- **What is needed**
Copy out every line of the records below, leaving each character unchanged.

#### Raw records ####

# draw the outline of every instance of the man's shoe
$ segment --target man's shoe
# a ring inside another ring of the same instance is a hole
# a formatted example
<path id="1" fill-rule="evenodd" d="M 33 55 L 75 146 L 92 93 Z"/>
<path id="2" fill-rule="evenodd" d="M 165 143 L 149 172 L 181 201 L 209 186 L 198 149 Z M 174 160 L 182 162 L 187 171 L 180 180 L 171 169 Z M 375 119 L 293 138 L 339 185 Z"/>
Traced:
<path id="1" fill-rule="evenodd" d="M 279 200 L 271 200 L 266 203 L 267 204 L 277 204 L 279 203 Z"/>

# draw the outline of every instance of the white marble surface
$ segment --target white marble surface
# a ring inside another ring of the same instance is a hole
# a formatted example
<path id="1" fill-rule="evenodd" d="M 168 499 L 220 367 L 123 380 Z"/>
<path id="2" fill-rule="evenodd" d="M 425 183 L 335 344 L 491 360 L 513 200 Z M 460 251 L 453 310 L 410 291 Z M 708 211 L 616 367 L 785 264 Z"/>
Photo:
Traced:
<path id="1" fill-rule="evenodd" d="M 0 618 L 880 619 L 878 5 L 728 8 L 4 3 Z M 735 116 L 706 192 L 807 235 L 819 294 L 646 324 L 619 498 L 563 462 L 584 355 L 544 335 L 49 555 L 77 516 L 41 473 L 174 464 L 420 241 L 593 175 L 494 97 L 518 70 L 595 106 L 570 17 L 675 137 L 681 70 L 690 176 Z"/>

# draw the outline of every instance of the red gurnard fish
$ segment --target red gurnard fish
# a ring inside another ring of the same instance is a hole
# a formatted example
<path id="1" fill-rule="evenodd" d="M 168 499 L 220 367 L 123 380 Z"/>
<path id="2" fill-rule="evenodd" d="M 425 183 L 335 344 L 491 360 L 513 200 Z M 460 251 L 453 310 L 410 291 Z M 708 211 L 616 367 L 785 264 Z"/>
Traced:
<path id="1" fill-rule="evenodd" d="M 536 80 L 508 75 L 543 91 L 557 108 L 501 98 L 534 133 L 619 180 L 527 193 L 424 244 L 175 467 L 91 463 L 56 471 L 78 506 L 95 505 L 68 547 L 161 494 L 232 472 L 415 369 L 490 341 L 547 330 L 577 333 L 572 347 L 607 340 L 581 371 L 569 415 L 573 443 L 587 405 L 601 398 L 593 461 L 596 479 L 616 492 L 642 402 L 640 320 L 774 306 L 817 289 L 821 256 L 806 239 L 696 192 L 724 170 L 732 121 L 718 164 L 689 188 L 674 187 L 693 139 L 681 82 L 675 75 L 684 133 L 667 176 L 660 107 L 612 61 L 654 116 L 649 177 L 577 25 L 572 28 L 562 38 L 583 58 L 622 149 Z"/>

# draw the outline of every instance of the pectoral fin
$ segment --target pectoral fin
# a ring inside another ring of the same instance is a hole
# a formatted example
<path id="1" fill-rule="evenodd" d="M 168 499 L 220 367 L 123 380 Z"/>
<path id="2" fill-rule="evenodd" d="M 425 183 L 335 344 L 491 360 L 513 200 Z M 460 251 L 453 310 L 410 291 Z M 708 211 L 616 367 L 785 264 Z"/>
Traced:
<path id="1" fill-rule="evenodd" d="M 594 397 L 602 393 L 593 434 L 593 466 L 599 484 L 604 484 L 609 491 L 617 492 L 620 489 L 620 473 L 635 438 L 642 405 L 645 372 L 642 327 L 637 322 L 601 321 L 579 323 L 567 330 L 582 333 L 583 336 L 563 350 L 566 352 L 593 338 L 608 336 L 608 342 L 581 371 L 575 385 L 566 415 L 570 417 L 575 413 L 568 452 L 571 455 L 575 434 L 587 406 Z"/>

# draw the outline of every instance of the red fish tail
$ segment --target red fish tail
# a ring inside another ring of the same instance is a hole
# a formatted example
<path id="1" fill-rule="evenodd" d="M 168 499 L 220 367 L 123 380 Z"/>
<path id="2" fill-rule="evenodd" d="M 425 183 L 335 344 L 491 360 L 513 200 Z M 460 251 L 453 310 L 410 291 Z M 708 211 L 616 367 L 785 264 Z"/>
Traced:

####

- **Result for this task**
# draw the outline of every instance of the man's shoe
$ segment --target man's shoe
# a ring inside another ring of the same instance is a hole
# a formatted example
<path id="1" fill-rule="evenodd" d="M 33 55 L 75 146 L 92 93 Z"/>
<path id="2" fill-rule="evenodd" d="M 165 143 L 149 172 L 181 201 L 209 186 L 198 149 Z M 174 160 L 182 162 L 187 171 L 180 180 L 171 169 Z M 375 119 L 293 138 L 339 185 Z"/>
Traced:
<path id="1" fill-rule="evenodd" d="M 279 200 L 271 200 L 266 203 L 267 204 L 277 204 L 279 203 Z"/>

# draw the outline of every instance of the white marble surface
$ segment --target white marble surface
# a ring inside another ring of the same instance is a hole
# a formatted example
<path id="1" fill-rule="evenodd" d="M 168 499 L 220 367 L 123 380 Z"/>
<path id="2" fill-rule="evenodd" d="M 425 183 L 335 344 L 491 360 L 513 200 Z M 460 251 L 453 310 L 410 291 Z M 708 211 L 616 367 L 785 264 Z"/>
Photo:
Traced:
<path id="1" fill-rule="evenodd" d="M 0 618 L 880 619 L 878 5 L 728 8 L 4 3 Z M 735 116 L 706 192 L 807 235 L 819 294 L 646 324 L 619 498 L 563 462 L 584 355 L 544 335 L 49 555 L 77 516 L 41 473 L 174 464 L 420 241 L 593 175 L 494 97 L 518 70 L 595 106 L 570 17 L 675 137 L 681 70 L 690 176 Z"/>

# draw the outline of every instance of the red gurnard fish
$ segment --target red gurnard fish
# a ring inside another ring of the same instance is a hole
# a formatted example
<path id="1" fill-rule="evenodd" d="M 168 499 L 220 367 L 123 380 Z"/>
<path id="2" fill-rule="evenodd" d="M 425 183 L 335 344 L 491 360 L 513 200 Z M 460 251 L 453 310 L 410 291 Z M 708 211 L 616 367 L 785 264 Z"/>
Traced:
<path id="1" fill-rule="evenodd" d="M 536 80 L 508 75 L 543 91 L 557 108 L 501 98 L 534 133 L 619 180 L 527 193 L 424 244 L 175 467 L 91 463 L 56 471 L 78 506 L 95 505 L 68 547 L 161 494 L 232 472 L 415 369 L 490 341 L 547 330 L 577 333 L 572 347 L 607 340 L 581 371 L 569 415 L 573 443 L 587 405 L 601 398 L 593 461 L 596 479 L 616 492 L 642 402 L 640 320 L 774 306 L 817 289 L 821 256 L 806 239 L 696 192 L 724 170 L 732 121 L 718 164 L 689 188 L 674 187 L 693 139 L 681 82 L 675 75 L 684 133 L 667 176 L 660 107 L 612 61 L 654 116 L 649 177 L 577 25 L 572 28 L 562 38 L 583 58 L 622 149 Z"/>

# draw the outline of every instance of the pectoral fin
$ segment --target pectoral fin
# a ring inside another ring of the same instance is a hole
# a formatted example
<path id="1" fill-rule="evenodd" d="M 168 499 L 220 367 L 123 380 Z"/>
<path id="2" fill-rule="evenodd" d="M 425 183 L 335 344 L 491 360 L 513 200 Z M 460 251 L 453 310 L 410 291 Z M 708 211 L 616 367 L 785 264 Z"/>
Traced:
<path id="1" fill-rule="evenodd" d="M 594 397 L 602 393 L 593 434 L 593 466 L 599 484 L 604 484 L 609 491 L 617 492 L 620 489 L 620 473 L 635 438 L 642 405 L 645 372 L 642 327 L 637 322 L 601 321 L 579 323 L 567 330 L 582 333 L 583 336 L 563 350 L 566 352 L 593 338 L 608 336 L 608 342 L 581 371 L 575 385 L 566 415 L 570 417 L 575 413 L 568 452 L 571 455 L 575 434 L 587 406 Z"/>

# draw the outline of every instance of the red fish tail
$ segment --target red fish tail
# a ring inside another ring of the same instance is a hole
# a formatted example
<path id="1" fill-rule="evenodd" d="M 168 499 L 220 367 L 123 380 Z"/>
<path id="2" fill-rule="evenodd" d="M 425 183 L 335 344 L 491 360 L 513 200 Z M 460 251 L 453 310 L 410 291 Z M 708 211 L 616 367 L 785 264 Z"/>
Traced:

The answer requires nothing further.